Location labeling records
"""

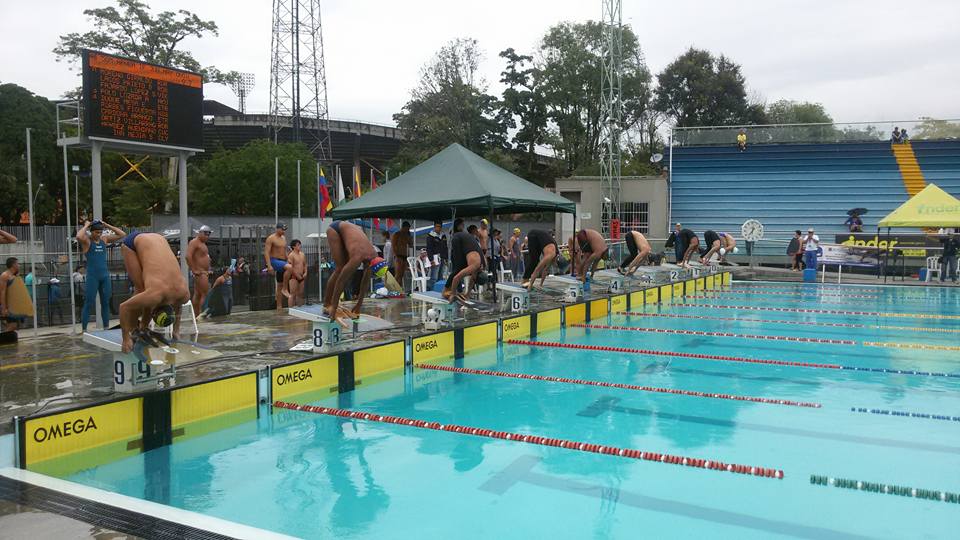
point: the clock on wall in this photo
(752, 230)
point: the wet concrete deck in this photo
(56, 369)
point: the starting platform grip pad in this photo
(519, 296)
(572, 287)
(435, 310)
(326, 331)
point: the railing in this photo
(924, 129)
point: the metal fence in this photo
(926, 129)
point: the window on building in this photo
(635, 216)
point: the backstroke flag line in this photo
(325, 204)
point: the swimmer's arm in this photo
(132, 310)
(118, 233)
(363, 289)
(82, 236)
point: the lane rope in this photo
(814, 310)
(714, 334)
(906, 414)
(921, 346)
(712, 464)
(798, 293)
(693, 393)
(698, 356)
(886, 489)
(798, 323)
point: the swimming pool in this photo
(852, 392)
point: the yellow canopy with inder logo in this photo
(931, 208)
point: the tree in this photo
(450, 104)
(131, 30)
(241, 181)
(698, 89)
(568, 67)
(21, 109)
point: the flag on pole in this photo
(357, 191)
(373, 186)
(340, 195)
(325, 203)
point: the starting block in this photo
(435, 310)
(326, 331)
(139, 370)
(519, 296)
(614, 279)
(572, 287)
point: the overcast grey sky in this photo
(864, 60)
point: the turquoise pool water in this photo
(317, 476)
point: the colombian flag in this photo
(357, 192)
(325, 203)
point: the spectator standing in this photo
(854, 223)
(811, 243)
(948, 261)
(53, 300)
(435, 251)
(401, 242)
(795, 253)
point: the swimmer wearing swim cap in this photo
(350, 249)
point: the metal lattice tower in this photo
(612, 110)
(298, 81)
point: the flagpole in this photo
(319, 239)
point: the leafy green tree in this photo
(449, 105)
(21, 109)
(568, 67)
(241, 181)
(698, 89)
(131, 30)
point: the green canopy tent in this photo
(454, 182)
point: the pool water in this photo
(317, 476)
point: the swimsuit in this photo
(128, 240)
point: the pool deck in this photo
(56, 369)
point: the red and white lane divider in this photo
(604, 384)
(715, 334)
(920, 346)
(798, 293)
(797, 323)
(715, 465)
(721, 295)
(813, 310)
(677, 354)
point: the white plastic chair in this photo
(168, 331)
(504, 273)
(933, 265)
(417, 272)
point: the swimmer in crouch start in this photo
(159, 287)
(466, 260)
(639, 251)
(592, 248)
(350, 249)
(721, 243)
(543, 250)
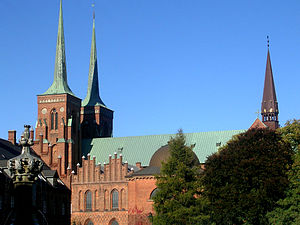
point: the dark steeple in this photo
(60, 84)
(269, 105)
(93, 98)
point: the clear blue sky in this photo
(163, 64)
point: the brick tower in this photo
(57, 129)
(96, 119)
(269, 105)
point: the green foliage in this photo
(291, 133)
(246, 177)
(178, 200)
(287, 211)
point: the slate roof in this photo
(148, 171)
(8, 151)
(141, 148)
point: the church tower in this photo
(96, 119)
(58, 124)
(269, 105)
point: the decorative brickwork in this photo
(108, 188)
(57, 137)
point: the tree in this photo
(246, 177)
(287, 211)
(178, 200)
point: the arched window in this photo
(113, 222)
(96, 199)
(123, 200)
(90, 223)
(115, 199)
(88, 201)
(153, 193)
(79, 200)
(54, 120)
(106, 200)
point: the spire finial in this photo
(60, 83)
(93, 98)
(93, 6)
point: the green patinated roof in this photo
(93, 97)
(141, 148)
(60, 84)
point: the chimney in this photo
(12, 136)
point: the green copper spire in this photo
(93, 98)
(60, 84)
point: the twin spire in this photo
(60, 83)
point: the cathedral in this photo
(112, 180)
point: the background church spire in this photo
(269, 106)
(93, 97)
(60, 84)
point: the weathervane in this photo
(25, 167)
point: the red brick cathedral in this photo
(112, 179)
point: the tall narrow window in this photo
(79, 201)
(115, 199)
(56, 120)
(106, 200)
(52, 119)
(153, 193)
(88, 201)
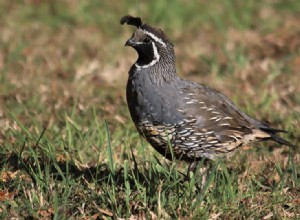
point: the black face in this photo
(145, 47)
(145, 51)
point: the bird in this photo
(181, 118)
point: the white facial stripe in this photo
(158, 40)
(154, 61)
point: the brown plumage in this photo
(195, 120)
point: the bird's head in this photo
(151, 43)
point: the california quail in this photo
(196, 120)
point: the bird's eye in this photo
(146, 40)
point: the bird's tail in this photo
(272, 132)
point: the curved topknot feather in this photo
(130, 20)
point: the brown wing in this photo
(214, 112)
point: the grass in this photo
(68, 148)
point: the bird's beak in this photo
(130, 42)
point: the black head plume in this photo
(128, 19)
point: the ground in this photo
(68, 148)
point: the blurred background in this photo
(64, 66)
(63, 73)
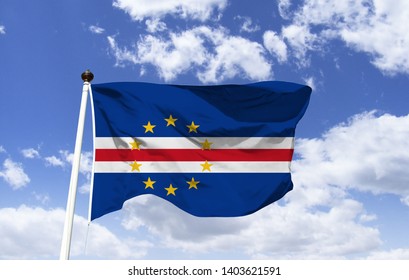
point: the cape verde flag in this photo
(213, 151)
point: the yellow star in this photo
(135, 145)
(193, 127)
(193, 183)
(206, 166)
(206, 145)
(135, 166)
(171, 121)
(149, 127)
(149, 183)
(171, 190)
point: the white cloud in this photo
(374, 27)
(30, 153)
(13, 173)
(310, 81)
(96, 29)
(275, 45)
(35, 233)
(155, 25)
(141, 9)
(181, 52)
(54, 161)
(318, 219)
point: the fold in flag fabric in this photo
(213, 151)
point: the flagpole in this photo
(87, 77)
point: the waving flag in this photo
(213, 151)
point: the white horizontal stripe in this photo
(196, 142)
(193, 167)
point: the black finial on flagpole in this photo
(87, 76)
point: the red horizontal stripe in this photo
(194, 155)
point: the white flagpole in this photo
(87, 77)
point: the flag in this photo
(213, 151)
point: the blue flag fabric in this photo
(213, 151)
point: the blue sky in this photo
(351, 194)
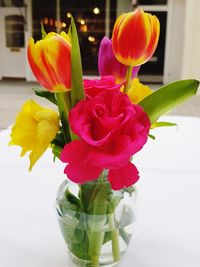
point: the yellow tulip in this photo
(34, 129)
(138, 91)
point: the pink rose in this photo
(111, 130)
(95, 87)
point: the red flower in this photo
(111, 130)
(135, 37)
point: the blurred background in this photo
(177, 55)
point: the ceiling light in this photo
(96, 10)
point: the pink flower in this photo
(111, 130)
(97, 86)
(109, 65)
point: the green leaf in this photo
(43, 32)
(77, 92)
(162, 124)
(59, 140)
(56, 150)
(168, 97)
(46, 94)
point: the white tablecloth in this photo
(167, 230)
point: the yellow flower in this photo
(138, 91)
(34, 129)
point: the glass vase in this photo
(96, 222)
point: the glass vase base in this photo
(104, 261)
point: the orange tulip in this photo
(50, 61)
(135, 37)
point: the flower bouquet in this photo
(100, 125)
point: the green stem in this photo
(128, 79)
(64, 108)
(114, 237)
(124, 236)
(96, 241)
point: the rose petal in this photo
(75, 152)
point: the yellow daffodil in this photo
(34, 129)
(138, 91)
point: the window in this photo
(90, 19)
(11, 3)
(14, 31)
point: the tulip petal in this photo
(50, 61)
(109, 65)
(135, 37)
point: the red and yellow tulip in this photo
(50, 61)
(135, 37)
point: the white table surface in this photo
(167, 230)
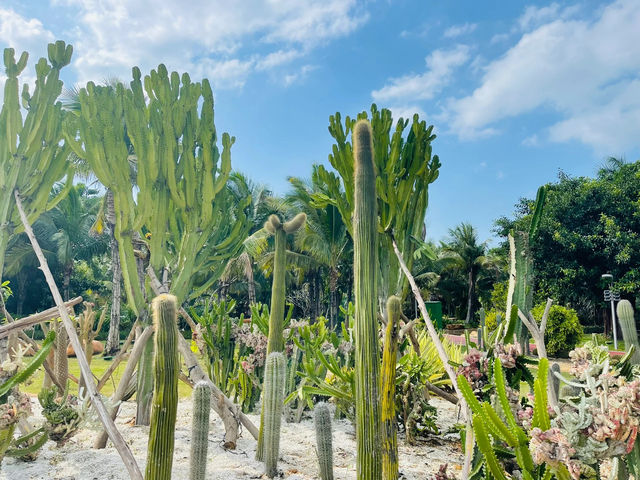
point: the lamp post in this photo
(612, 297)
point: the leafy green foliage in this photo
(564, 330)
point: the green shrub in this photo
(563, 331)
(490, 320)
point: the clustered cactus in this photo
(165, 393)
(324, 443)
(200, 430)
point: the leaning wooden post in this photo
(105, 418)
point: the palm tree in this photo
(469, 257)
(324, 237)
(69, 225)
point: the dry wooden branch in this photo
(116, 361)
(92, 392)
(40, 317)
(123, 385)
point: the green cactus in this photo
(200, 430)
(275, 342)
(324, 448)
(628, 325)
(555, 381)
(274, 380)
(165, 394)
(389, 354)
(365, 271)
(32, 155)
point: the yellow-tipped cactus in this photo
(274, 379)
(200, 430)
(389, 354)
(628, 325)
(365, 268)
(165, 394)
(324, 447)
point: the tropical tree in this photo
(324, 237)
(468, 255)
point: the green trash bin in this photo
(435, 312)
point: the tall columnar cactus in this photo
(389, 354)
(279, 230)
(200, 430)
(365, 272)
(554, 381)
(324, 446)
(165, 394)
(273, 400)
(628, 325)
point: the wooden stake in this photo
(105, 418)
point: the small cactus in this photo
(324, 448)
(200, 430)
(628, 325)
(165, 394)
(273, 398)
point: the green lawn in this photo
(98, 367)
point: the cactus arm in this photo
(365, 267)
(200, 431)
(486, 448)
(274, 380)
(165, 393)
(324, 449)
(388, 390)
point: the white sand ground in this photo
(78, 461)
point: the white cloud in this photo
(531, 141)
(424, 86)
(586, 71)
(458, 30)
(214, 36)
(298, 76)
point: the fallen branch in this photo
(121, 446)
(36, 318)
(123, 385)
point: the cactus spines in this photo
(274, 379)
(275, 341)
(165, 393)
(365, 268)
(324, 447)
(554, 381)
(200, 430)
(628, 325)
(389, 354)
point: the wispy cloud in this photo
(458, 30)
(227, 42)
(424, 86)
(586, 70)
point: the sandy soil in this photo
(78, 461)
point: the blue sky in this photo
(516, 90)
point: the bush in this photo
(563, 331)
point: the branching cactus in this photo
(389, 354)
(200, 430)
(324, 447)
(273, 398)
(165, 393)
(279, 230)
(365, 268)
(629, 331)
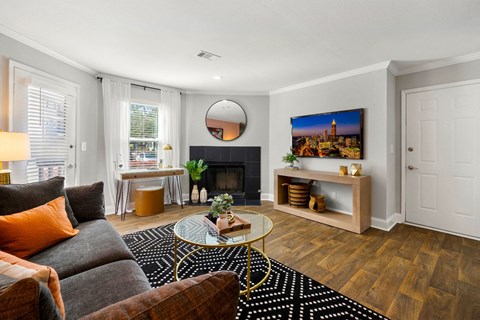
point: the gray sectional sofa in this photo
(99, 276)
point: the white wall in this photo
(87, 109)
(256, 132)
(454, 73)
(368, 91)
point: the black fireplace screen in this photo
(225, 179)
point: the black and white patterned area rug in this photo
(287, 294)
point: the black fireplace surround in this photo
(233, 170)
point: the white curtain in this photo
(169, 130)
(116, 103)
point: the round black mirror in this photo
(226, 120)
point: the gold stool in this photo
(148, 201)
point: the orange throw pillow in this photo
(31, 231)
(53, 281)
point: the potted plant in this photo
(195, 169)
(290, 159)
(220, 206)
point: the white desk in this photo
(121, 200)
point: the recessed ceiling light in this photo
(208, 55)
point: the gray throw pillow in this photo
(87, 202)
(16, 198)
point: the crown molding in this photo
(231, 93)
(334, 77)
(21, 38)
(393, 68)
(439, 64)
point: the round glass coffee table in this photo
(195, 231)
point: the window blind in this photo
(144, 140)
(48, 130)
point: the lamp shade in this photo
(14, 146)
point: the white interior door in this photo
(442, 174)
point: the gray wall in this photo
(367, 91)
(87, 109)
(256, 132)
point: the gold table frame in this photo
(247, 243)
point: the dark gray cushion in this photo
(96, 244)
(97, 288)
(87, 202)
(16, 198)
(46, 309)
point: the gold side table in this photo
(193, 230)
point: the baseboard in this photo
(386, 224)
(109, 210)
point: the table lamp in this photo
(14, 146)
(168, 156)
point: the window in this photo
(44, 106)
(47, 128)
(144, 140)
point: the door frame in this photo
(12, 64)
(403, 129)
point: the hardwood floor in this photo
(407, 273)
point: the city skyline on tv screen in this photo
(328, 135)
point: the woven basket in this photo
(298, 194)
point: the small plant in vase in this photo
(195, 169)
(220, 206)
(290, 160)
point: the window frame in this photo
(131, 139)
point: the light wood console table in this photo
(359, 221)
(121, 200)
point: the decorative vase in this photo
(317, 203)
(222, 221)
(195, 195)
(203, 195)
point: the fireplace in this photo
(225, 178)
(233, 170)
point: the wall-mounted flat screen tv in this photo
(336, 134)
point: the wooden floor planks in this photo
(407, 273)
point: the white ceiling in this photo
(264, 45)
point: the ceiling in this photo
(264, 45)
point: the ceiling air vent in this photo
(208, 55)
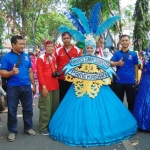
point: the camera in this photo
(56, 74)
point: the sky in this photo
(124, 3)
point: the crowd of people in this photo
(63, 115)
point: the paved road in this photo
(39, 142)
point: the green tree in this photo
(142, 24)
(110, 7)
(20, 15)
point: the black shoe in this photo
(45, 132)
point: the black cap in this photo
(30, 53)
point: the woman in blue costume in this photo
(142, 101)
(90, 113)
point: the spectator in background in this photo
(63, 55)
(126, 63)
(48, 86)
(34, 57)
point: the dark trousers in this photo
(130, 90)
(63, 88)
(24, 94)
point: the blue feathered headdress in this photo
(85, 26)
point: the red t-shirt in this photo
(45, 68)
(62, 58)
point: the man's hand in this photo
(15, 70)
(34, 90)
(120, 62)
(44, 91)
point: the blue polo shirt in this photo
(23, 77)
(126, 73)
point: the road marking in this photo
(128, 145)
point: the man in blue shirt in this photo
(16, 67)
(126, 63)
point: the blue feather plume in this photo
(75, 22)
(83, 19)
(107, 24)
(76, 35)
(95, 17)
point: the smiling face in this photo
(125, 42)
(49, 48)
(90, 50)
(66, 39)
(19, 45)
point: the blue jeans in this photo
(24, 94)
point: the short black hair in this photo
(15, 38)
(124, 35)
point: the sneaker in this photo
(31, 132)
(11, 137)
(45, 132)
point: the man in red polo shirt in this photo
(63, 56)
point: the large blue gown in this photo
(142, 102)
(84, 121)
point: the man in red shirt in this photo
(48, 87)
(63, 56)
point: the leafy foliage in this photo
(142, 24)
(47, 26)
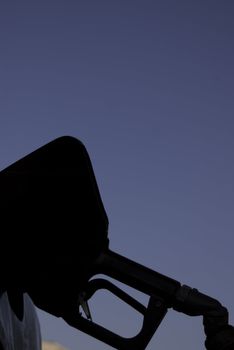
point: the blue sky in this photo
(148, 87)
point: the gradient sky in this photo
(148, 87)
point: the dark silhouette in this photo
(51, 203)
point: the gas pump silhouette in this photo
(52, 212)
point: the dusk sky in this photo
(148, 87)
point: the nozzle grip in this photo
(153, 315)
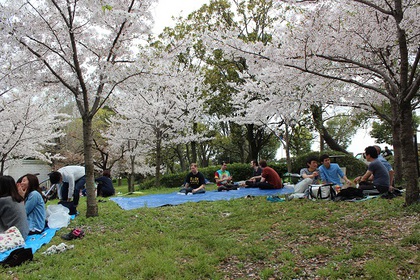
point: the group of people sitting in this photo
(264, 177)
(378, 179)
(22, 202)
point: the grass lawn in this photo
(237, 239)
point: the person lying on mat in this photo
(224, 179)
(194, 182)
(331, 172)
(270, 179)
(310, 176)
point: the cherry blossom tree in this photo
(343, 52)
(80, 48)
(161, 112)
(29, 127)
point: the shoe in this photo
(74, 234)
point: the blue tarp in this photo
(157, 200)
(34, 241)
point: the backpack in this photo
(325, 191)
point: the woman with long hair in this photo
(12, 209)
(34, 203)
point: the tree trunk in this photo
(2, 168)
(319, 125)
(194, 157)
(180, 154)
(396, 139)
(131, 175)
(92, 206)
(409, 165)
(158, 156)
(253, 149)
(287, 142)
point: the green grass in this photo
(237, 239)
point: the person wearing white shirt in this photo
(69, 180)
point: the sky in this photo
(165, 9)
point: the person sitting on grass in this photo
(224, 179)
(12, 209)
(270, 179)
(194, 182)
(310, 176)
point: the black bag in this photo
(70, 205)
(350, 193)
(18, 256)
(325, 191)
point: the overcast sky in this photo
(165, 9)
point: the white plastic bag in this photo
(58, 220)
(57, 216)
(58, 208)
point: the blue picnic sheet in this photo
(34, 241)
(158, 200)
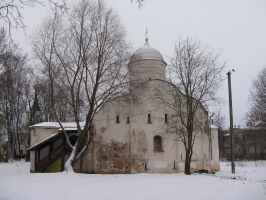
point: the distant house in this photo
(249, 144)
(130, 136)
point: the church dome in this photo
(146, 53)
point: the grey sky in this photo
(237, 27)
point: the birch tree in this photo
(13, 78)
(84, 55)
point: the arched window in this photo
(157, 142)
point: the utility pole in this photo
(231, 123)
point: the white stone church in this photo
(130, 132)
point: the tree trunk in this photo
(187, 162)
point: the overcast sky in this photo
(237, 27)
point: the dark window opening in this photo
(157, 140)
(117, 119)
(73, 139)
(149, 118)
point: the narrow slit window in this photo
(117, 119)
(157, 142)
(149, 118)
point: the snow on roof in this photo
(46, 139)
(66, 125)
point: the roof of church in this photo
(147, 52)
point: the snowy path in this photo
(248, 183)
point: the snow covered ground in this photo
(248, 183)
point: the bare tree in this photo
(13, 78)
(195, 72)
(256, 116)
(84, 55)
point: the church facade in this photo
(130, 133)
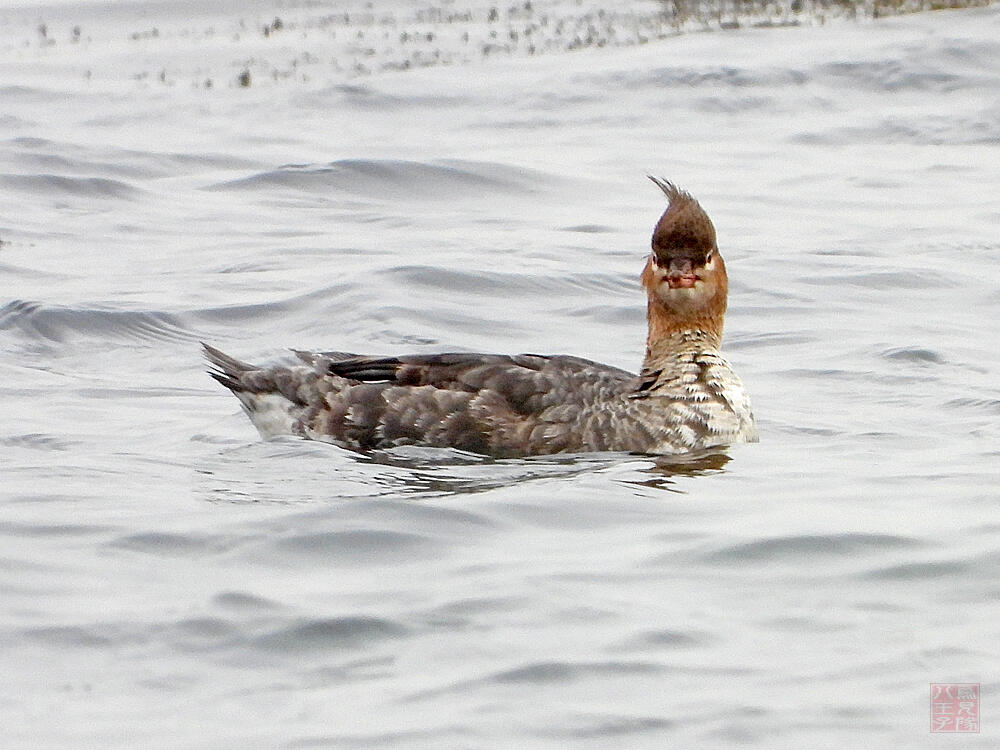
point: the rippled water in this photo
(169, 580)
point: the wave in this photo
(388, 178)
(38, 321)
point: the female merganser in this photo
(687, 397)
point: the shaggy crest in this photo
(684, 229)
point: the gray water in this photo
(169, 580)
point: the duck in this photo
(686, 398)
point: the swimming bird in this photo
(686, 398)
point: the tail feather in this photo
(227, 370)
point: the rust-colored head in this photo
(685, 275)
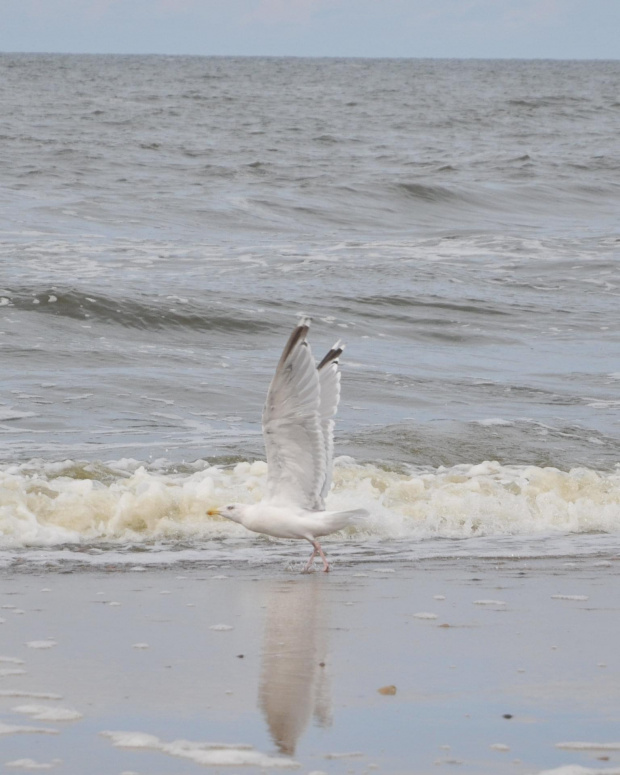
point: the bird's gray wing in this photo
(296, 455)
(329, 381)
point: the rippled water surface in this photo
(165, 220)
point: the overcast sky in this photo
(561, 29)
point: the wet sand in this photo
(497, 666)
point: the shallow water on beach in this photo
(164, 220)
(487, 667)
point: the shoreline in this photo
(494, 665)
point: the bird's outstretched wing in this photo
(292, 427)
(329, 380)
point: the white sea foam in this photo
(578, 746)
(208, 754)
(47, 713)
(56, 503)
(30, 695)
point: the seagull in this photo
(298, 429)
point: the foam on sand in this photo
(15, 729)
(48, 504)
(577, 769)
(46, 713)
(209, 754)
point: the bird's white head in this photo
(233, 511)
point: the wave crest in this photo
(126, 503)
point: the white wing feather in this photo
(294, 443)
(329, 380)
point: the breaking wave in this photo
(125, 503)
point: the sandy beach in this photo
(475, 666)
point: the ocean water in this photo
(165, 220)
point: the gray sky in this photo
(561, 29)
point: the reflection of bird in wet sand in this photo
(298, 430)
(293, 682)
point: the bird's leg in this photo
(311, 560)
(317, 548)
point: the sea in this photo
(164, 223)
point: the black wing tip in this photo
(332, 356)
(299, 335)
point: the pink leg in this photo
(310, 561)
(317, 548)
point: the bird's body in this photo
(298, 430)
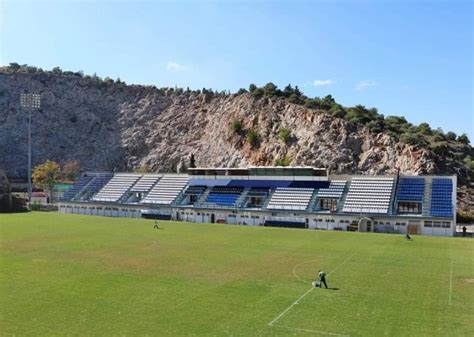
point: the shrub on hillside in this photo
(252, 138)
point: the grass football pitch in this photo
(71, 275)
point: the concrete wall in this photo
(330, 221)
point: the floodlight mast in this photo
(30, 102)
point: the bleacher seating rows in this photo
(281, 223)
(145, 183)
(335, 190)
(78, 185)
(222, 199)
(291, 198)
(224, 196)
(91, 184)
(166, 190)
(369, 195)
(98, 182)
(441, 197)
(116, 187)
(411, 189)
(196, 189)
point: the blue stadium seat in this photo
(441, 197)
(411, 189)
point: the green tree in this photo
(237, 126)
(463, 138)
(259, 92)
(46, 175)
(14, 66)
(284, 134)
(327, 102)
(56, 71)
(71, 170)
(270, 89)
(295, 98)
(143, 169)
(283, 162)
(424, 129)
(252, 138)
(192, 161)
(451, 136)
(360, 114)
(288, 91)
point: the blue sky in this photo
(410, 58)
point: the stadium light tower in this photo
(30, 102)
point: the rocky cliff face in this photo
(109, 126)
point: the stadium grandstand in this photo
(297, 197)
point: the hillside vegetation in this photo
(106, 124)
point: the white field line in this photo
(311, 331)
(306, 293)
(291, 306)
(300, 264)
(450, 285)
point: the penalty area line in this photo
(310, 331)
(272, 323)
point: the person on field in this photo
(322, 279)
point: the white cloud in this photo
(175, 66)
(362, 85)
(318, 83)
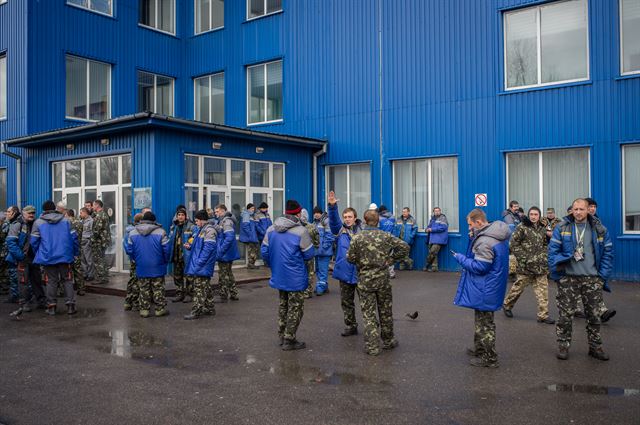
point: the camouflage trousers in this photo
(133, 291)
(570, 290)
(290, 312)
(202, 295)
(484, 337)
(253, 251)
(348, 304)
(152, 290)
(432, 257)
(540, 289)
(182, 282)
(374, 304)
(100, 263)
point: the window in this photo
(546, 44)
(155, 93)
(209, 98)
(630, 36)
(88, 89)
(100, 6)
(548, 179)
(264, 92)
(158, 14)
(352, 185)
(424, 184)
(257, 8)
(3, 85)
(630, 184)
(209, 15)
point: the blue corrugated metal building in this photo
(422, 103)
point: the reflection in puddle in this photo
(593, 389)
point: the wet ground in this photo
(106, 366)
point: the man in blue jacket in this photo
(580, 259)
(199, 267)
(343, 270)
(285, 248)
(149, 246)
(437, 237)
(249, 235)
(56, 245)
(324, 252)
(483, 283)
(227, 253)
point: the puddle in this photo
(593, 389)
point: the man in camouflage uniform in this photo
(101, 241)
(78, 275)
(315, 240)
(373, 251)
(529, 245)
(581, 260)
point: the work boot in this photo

"""

Extract, verbatim and alone, the lines from the line that contains "point: the blue stadium seat in this photo" to the last line of the records, inclusive; drop any picture.

▸ **Answer to the problem**
point: the blue stadium seat in this photo
(441, 197)
(411, 189)
point: the green tree in this photo
(237, 126)
(463, 138)
(259, 92)
(46, 175)
(14, 66)
(284, 134)
(327, 102)
(56, 71)
(71, 170)
(270, 89)
(295, 98)
(143, 169)
(283, 162)
(424, 129)
(252, 138)
(192, 161)
(451, 136)
(360, 114)
(288, 91)
point: the blue sky in this photo
(410, 58)
point: the stadium light tower in this photo
(30, 102)
point: the rocky cliff face in this photo
(109, 126)
point: the stadium grandstand in this photo
(297, 197)
point: the hillside vegetation in this photo
(106, 124)
point: the white field line in this photo
(311, 331)
(306, 293)
(291, 306)
(300, 264)
(450, 285)
point: the penalty area line in this photo
(310, 331)
(272, 323)
point: the person on field in this photo
(322, 279)
point: the white cloud in this photo
(175, 66)
(362, 85)
(318, 83)
point: the camouflage trousers in this photo
(133, 291)
(570, 290)
(290, 312)
(202, 295)
(484, 337)
(253, 251)
(348, 304)
(152, 290)
(432, 257)
(540, 289)
(182, 282)
(374, 304)
(100, 263)
point: the window in this photo
(546, 44)
(155, 93)
(209, 98)
(630, 36)
(88, 89)
(100, 6)
(548, 179)
(264, 92)
(158, 14)
(352, 185)
(424, 184)
(257, 8)
(3, 85)
(630, 184)
(209, 15)
point: the blue corrugated metal building in this photo
(422, 103)
point: the reflection in puddle in this photo
(593, 389)
point: the wet ground in this photo
(106, 366)
point: the man in blue jacket in this photo
(580, 259)
(199, 267)
(343, 270)
(285, 248)
(149, 246)
(437, 237)
(249, 235)
(56, 245)
(324, 252)
(483, 283)
(227, 253)
point: the puddle in this photo
(593, 389)
point: the man in camouflage uniform in this photo
(101, 241)
(78, 275)
(315, 240)
(373, 251)
(529, 245)
(581, 260)
point: the work boot in this photo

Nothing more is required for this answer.